◆ Problem requirements: Please reproduce word for word the part of the wheat kernel clustering text that opens with the words containing "The purpose here" and closes with "dataset = pd.read_csv('dataset-2-FINAL.csv')".

◆ Document text:
The purpose here is to write a script in Python that uses the aggregative clustering method in order to partition in k meaningful clusters the dataset (shown in the 3D graph below) containing mesures (area, perimeter and asymmetry coefficient) of three different varieties of wheat kernels : Kama (red), Rosa (green) and Canadian (blue).
3D graph showing the dataset of mesures of AREA, PERIMETER and ASYMMETRY of three different varieties of wheat kernels : Kama (red), Rosa (green) and Canadian (blue)
First, we import the basic libraries and we load our dataset :
#importing libraries
import numpy as np
import matplotlib.pyplot as plt
import pandas as pd
import cmath as math
import sys
#loading the dataset
dataset = pd.read_csv('dataset-2-FINAL.csv')

◆ Recorded information:
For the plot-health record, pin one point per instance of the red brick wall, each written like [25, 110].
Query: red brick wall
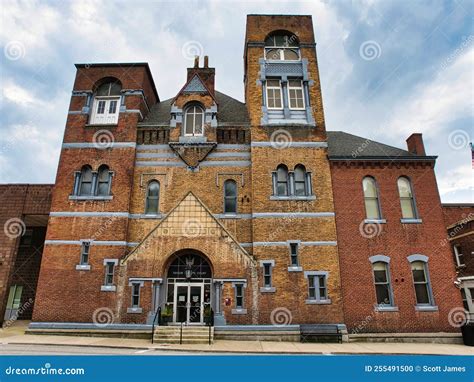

◆ Answer in full:
The purpose here is to write a script in Python that uses the aggregative clustering method in order to partition in k meaningful clusters the dataset (shown in the 3D graph below) containing mesures (area, perimeter and asymmetry coefficient) of three different varieties of wheat kernels : Kama (red), Rosa (green) and Canadian (blue).
3D graph showing the dataset of mesures of AREA, PERIMETER and ASYMMETRY of three different varieties of wheat kernels : Kama (red), Rosa (green) and Canadian (blue)
First, we import the basic libraries and we load our dataset :
#importing libraries
import numpy as np
import matplotlib.pyplot as plt
import pandas as pd
import cmath as math
import sys
#loading the dataset
dataset = pd.read_csv('dataset-2-FINAL.csv')